◆ Tasks and exercises ◆
1. Reproduce the part of the Workbench changes passage starting with "For instance: if" and going on through "and frustrate others.".
2. According to the Workbench changes passage, what does Workbench do when you run out of space?

◆ Exercise passage ◆
::::::::::
All told, here's what you can expect:

  • You will be able to build an API from any workflow and maintain which tables that API gives.
  • Your new APIs will come with a new URL scheme ... and we will phase out the old URLs.
  • If you're a paid user, you can use the "secret link" feature as a (weak) authentication scheme.
  • Some API features will require payment.

There will be a transition period in which the old URLs continue to work as they do today.

What if I'm a paid user? When we introduce the new API feature, we'll contact you personally to make sure we keep you happy.

Storing one "Version" per update

The feature: Workbench stores old "versions" of data, so you can revisit them. The version list omits "no-change" versions.

What will change: Workbench will no longer omit "no-change" versions. Every update will produce a version.

(When you're out of space, Workbench deletes old versions to make way for new ones. With Workbench storing a new version with every update, old versions will be deleted sooner in many workflows.)

Why: We never defined "version". On the Web, every request tends to produce slightly different data. Workbench fibs when it declares an update to be "no-change".

For instance: if a Twitter search produces the same tweets but with different retweet counts, should Workbench consider the new table to be "no-change"? If a second request to the same HTTP URL produces the exact same data with a more up-to-date timestamp, should Workbench consider the new timestamp a "change"? Answers to these questions will satisfy some users and frustrate others.
::::::::::
Stored data entries:
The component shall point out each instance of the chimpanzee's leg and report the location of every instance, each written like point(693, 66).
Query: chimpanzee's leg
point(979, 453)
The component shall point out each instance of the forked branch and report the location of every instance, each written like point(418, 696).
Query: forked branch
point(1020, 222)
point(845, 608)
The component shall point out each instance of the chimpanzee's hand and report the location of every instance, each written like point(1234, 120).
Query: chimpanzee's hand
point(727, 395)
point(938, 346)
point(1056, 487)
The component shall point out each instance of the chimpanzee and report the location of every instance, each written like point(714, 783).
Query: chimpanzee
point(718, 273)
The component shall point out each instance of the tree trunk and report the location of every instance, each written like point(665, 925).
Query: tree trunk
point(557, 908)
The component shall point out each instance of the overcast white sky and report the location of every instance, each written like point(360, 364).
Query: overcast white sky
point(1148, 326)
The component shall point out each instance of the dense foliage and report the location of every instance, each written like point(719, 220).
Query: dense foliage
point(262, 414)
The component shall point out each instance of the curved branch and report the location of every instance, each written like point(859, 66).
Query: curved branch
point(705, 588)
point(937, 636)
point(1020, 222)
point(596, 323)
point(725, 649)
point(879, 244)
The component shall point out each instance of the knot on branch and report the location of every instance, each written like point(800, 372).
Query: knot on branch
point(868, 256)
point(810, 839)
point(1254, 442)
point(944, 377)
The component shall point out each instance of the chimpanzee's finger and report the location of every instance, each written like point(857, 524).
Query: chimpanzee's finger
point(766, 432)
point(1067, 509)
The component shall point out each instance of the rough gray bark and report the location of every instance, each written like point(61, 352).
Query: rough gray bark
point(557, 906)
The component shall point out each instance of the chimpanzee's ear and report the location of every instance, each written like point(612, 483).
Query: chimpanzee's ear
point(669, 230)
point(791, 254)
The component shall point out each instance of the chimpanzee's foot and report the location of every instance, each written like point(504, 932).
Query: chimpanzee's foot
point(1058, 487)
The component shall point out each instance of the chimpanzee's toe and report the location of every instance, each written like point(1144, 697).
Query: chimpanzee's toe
::::::::::
◆ Expected results ◆
1.
For instance: if a Twitter search produces the same tweets but with different retweet counts, should Workbench consider the new table to be "no-change"? If a second request to the same HTTP URL produces the exact same data with a more up-to-date timestamp, should Workbench consider the new timestamp a "change"? Answers to these questions will satisfy some users and frustrate others.

2. It deletes old versions to make way for new ones.